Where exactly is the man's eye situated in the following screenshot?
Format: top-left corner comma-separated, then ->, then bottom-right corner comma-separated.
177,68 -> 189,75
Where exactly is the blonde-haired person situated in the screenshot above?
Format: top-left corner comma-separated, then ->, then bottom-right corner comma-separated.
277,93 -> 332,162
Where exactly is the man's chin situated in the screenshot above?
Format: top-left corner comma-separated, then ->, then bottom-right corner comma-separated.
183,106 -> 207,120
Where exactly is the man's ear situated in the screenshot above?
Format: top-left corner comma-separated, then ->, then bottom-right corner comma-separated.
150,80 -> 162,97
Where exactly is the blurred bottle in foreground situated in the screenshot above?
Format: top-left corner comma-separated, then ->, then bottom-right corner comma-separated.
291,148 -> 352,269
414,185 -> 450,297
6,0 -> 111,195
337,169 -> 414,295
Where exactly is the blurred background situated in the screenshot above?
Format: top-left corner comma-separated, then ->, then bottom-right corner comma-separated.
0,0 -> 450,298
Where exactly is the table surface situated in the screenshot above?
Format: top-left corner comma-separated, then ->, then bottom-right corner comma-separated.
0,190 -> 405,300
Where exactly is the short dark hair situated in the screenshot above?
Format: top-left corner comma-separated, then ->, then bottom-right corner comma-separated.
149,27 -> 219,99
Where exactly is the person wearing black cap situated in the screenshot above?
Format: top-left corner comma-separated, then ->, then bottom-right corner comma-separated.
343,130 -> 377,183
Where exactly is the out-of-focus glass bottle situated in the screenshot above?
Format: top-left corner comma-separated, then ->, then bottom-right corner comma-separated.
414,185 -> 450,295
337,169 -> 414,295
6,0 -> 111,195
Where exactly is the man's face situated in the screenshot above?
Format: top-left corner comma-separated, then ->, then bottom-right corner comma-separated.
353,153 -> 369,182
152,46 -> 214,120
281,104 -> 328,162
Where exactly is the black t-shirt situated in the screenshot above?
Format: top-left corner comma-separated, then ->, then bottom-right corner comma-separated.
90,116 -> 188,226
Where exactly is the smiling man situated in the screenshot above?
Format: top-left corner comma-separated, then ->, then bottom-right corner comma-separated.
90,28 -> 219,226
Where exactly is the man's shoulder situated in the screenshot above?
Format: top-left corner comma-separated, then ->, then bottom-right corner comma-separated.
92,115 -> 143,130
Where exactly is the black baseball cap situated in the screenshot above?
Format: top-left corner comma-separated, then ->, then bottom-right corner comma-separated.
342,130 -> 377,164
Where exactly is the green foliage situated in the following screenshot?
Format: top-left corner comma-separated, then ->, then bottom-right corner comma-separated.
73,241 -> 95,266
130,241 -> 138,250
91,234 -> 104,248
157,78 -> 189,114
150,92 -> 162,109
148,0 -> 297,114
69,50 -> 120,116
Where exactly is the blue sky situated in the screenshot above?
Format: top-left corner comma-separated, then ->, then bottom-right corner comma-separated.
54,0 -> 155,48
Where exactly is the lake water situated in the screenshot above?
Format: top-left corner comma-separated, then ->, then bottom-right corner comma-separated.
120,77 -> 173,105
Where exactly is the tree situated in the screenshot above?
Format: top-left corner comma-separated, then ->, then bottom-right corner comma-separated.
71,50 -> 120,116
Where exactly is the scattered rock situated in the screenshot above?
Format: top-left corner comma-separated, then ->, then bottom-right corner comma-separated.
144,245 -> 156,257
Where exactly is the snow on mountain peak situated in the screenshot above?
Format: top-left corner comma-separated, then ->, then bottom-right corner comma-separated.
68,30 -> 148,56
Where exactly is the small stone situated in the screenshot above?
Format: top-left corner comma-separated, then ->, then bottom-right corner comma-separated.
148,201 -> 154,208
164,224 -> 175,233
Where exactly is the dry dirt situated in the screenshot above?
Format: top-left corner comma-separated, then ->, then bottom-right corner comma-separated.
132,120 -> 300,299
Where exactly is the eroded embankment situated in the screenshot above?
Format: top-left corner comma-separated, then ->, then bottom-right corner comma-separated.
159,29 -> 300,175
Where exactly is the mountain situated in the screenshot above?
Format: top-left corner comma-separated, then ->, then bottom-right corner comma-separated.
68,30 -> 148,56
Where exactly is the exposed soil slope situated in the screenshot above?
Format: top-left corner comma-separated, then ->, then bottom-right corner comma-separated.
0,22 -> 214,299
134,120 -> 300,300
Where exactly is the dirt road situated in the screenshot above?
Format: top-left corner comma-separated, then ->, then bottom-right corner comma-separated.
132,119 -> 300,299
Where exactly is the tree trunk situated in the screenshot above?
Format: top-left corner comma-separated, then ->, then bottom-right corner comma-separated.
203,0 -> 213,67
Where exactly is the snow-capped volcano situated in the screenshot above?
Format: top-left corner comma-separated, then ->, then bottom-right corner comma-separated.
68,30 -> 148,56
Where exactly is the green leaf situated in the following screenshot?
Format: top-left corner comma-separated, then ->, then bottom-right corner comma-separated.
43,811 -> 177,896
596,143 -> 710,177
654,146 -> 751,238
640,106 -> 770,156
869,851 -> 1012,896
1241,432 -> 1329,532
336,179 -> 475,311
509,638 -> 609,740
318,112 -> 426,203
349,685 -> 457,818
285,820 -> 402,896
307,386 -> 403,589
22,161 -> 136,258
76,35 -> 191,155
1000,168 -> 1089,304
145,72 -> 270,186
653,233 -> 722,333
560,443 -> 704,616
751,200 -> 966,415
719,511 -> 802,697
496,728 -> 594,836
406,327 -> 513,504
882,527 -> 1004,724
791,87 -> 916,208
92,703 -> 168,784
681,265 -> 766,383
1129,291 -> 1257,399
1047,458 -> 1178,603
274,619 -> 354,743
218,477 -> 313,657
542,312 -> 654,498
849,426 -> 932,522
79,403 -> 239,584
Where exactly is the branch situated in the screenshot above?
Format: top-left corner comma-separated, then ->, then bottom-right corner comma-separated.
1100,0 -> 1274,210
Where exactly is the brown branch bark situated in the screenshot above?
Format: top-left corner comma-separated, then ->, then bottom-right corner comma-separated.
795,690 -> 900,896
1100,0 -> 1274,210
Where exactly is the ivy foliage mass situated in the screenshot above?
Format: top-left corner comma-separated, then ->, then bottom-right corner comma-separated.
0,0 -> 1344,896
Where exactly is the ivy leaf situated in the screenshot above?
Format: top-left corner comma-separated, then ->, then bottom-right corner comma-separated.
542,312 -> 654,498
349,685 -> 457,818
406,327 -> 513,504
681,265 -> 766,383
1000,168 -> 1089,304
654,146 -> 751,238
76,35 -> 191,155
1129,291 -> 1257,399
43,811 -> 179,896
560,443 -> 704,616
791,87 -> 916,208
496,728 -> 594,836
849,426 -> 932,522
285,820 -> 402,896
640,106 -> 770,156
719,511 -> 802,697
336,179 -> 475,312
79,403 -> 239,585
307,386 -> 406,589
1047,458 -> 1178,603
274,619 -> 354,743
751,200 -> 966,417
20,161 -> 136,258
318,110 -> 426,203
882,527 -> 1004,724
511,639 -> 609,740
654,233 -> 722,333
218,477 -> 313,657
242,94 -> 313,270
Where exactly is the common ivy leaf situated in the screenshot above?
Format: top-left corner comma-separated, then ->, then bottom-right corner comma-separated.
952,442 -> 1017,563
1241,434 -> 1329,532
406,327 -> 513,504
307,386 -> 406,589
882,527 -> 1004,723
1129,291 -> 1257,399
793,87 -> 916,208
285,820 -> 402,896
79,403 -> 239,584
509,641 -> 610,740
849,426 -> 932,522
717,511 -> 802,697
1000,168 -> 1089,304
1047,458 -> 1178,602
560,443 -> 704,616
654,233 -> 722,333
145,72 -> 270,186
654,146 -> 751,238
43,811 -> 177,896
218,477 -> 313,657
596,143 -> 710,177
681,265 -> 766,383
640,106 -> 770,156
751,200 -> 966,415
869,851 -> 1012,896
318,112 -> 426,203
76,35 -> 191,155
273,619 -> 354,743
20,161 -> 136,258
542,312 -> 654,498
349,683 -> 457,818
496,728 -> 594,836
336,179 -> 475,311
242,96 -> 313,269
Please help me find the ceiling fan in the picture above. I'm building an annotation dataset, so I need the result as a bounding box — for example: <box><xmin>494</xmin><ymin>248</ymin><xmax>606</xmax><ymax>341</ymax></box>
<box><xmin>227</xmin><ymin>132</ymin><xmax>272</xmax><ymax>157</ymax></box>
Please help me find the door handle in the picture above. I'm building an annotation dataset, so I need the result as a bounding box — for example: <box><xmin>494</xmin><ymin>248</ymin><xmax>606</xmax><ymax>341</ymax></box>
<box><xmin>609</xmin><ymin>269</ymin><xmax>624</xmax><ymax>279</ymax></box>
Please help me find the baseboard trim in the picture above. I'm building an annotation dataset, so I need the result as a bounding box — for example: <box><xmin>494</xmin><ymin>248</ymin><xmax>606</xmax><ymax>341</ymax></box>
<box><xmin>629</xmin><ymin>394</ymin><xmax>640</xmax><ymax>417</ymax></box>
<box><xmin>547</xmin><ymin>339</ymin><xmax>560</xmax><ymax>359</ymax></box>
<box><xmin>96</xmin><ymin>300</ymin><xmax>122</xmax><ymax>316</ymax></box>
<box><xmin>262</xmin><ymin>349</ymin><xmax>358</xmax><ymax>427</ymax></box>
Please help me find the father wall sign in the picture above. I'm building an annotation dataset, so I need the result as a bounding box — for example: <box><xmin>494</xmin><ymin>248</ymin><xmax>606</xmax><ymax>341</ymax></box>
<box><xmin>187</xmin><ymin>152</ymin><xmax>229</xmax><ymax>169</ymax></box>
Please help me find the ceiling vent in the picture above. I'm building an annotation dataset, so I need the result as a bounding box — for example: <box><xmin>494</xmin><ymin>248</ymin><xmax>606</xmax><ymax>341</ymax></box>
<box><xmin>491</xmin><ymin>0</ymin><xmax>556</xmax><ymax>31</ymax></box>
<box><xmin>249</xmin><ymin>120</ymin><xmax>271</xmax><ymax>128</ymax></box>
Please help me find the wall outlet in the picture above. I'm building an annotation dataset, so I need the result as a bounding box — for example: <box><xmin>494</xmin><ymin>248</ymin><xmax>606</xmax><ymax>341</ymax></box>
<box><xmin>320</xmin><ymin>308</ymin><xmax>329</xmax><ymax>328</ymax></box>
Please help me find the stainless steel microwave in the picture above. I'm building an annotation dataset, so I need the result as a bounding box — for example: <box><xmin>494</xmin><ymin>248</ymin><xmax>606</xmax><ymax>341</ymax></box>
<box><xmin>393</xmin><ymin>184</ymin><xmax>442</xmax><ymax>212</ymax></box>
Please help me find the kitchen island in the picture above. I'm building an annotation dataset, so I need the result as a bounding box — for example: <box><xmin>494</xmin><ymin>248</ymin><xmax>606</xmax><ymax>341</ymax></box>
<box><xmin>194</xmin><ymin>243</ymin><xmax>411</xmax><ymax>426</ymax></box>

**Task instructions**
Change "scattered rock" to "loose rock" in the stretch of the listing from the line containing "Where exactly is the blue" through the line containing "132,120 -> 300,299", and give back only those lines with nothing else altered.

**Task output**
Where exactly is the blue sky situated in the screenshot above?
Format: top-left corner comma-separated, then ->, then bottom-right corner comma-separated.
54,0 -> 155,48
Where exactly is the lake water situated in the screenshot above?
Format: top-left corner comma-separated, then ->, then bottom-right corner comma-separated.
120,77 -> 173,105
Where exactly is the tree situated in the screenshot above?
Format: top-left corner comma-separated, then ->, then bottom-right corner comma-separated.
71,50 -> 120,116
Where exactly is the loose rock situated in the screenshot above?
Format: top-left corner comma-separated, then ->, then bottom-right corner comma-separated.
144,245 -> 156,257
Where exactly is the snow on mountain peak situated in the screenshot above?
Format: top-left corner comma-separated, then ->, then bottom-right corner comma-separated.
68,30 -> 148,56
Where exactly is the small stone situated in the screenshot above?
Format: top-left corner comma-separated, then ->, then bottom-right corner comma-separated.
148,201 -> 154,208
164,224 -> 175,233
Where exactly is the dry dirt situated in the screenshot above?
Format: top-left corner comma-separated, then ->, then bottom-right corner comma-separated.
132,120 -> 300,299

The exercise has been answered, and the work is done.